= Entries supplied =
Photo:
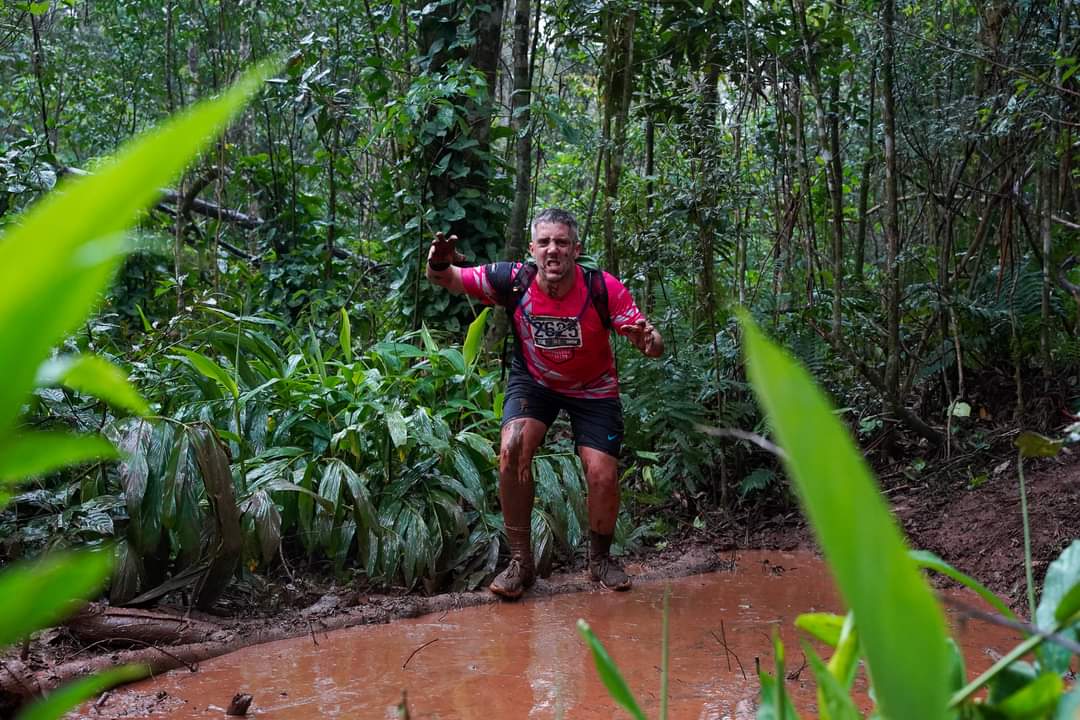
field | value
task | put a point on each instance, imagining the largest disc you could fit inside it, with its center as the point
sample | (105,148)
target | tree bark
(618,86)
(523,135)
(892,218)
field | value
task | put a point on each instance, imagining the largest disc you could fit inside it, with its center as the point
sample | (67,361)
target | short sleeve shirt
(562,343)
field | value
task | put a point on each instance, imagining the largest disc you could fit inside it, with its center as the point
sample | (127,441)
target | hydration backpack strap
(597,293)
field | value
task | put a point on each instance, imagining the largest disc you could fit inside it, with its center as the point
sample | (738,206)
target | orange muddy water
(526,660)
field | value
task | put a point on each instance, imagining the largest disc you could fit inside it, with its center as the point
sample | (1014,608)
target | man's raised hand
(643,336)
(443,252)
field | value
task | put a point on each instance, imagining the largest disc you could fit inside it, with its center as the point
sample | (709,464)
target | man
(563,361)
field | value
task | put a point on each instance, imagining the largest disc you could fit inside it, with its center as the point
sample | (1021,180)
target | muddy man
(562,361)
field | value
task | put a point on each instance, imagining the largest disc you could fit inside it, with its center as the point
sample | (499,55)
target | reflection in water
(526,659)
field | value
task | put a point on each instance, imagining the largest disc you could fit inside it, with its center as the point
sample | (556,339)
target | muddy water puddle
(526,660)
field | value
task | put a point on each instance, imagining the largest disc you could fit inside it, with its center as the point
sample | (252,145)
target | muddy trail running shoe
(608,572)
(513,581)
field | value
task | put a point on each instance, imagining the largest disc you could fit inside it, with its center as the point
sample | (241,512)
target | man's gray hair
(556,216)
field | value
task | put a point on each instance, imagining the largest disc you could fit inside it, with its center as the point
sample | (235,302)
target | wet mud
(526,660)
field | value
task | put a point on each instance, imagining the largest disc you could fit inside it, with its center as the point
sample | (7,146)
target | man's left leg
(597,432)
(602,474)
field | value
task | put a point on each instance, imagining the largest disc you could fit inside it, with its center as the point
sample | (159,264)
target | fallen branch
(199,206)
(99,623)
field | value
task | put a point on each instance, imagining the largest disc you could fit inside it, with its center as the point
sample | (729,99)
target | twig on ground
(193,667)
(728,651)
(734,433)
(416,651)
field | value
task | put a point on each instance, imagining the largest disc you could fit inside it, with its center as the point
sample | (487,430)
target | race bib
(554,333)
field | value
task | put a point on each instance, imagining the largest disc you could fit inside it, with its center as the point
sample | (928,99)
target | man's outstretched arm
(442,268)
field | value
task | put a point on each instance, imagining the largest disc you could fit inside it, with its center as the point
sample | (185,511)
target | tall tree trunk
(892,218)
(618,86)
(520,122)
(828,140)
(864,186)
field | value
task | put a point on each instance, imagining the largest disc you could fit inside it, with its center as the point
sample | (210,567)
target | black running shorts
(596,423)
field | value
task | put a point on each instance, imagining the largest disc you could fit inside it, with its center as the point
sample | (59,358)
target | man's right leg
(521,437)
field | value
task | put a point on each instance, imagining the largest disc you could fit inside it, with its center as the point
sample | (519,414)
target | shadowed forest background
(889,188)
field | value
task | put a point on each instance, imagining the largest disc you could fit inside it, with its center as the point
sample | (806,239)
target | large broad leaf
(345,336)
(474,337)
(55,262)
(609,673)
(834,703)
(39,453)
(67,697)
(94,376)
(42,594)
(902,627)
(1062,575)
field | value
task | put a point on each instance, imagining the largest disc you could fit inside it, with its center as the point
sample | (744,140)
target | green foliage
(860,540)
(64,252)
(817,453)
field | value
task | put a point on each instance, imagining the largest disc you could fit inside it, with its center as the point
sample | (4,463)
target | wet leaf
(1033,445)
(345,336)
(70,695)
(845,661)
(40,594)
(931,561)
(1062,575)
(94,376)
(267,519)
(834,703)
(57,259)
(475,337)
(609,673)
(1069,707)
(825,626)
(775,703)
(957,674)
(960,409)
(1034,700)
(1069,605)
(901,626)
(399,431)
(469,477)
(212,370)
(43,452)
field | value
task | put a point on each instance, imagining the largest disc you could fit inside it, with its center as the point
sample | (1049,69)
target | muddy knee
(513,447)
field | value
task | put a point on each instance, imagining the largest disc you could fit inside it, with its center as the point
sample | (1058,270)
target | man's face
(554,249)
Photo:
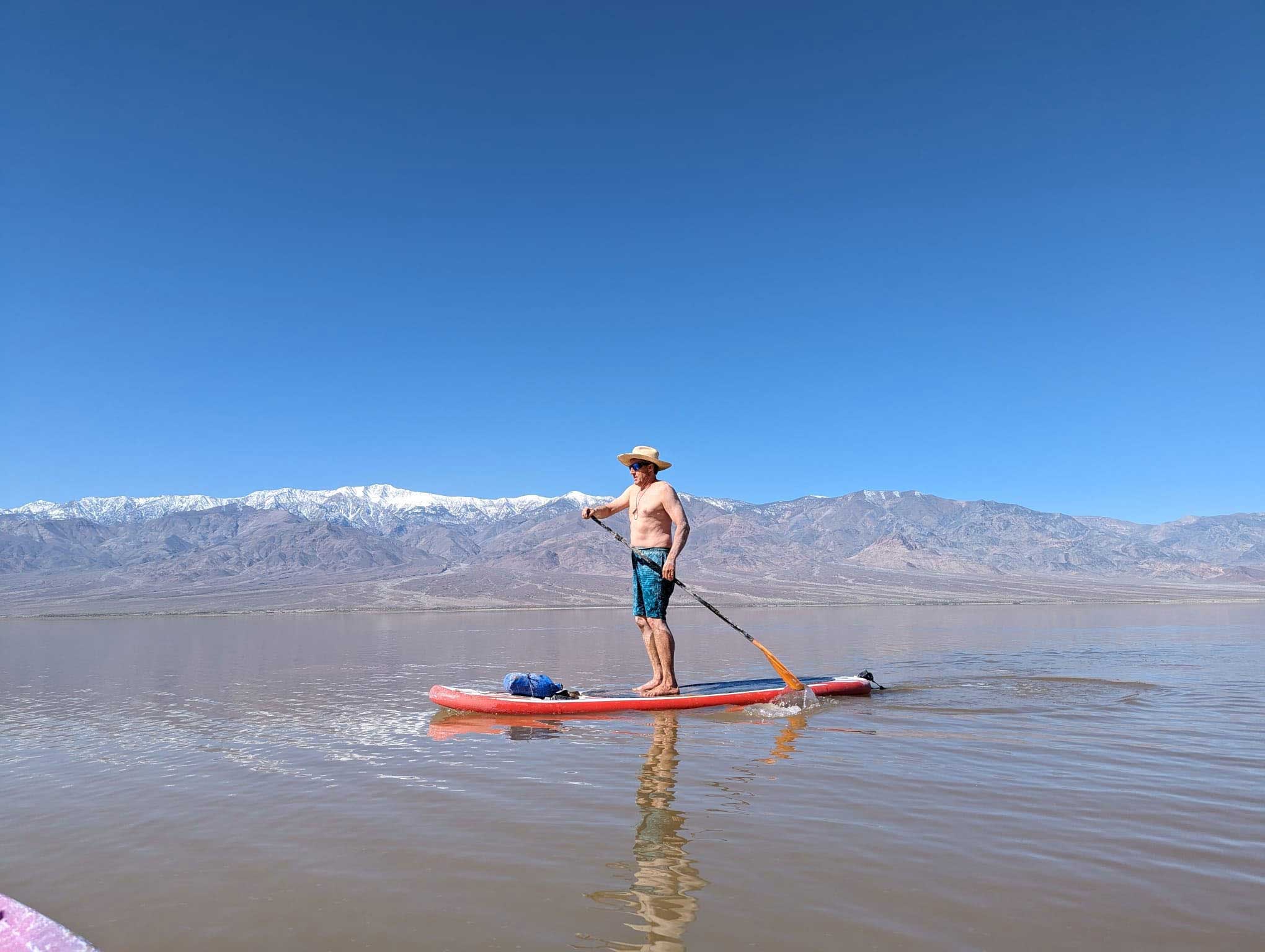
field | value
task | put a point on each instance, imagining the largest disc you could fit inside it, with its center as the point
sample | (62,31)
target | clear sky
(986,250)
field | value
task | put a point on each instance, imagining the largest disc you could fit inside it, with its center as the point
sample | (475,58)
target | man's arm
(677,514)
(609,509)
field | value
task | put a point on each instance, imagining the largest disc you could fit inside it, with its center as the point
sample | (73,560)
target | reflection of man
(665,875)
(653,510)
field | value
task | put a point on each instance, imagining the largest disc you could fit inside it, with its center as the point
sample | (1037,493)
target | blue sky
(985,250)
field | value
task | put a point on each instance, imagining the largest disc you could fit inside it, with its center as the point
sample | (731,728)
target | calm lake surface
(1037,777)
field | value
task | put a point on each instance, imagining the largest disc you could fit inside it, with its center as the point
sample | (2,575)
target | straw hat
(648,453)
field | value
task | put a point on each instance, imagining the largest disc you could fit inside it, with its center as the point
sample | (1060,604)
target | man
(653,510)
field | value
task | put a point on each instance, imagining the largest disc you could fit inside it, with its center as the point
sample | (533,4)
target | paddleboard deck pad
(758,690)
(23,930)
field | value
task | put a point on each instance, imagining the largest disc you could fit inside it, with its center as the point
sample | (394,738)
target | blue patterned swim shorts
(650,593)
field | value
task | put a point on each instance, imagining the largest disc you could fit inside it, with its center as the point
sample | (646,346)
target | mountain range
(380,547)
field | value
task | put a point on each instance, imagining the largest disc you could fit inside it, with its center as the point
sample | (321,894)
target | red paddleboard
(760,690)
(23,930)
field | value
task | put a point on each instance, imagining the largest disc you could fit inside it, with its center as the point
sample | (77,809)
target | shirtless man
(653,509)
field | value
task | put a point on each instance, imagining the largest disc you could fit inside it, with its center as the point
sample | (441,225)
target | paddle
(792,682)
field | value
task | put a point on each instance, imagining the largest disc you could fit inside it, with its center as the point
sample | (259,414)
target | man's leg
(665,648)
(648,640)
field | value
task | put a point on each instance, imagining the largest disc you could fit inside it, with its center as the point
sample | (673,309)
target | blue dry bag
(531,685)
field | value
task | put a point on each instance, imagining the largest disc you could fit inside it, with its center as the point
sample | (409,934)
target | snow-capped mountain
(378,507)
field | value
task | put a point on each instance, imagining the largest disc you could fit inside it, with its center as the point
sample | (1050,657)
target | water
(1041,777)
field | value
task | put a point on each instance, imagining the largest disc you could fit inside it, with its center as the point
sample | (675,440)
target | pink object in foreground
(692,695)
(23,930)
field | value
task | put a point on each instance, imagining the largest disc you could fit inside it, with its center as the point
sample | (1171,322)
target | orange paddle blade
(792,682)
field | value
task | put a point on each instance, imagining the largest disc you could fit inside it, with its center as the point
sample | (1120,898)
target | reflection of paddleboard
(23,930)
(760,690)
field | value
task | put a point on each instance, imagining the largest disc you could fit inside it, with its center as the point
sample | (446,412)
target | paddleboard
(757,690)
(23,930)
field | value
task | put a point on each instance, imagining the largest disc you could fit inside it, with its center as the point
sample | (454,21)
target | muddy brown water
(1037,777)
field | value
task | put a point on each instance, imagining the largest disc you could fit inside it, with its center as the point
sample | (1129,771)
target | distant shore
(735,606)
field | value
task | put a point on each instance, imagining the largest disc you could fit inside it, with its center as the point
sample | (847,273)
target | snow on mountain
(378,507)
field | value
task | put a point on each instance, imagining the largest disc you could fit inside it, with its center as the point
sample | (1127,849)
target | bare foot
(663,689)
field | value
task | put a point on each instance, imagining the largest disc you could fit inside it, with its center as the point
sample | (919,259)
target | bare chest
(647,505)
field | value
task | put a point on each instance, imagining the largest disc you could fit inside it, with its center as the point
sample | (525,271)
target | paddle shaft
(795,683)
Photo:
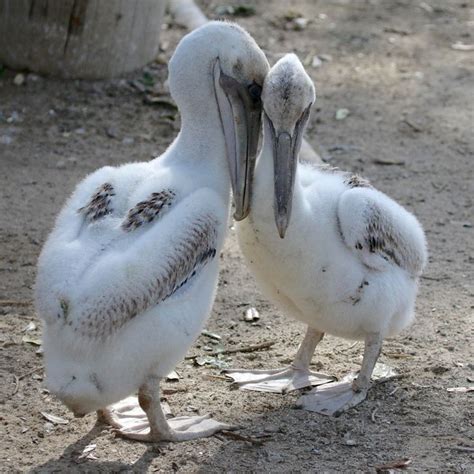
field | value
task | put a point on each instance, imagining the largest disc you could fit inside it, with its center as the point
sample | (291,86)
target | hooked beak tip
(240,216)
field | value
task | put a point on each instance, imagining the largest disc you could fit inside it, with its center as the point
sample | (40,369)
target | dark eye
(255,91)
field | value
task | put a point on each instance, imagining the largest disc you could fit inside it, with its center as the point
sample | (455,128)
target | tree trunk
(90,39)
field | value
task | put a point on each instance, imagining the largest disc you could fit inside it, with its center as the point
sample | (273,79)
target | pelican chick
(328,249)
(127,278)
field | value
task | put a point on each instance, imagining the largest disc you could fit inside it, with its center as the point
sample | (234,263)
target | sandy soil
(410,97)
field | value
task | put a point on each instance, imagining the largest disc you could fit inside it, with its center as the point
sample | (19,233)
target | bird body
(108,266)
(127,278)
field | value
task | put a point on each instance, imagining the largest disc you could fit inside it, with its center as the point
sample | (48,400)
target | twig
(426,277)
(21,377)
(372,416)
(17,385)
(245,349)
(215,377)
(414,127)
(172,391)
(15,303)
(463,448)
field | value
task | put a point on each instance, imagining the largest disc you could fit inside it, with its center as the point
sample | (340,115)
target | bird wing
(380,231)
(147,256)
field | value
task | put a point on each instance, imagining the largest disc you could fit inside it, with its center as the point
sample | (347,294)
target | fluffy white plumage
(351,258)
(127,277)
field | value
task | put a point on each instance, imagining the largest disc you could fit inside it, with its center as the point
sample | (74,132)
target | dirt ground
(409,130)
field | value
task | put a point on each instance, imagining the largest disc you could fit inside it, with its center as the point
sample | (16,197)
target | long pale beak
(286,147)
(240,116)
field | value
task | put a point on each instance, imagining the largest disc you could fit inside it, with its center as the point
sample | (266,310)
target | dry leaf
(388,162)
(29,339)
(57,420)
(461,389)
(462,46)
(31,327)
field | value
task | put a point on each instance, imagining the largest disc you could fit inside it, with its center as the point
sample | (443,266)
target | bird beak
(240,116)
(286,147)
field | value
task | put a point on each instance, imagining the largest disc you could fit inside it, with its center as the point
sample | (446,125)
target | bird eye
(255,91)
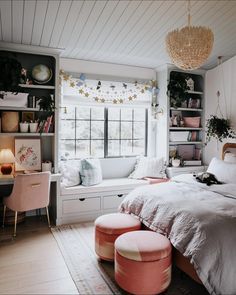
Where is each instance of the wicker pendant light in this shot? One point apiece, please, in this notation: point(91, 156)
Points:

= Exercise brief =
All pictures are to be skipped; the lines from the first line of the records through the line containing "sample | (67,361)" are to be repeated exactly, both ends included.

= Solution =
Photo:
field | value
task | put a point on each instance, imagining the largest disc you could fit inside it, with its center as the point
sample | (105,148)
target | tree bark
(618,86)
(523,135)
(892,218)
field | value
task | put a point on each instance, imagining the largest disc you could fit inside it, with its center as the point
sample | (67,361)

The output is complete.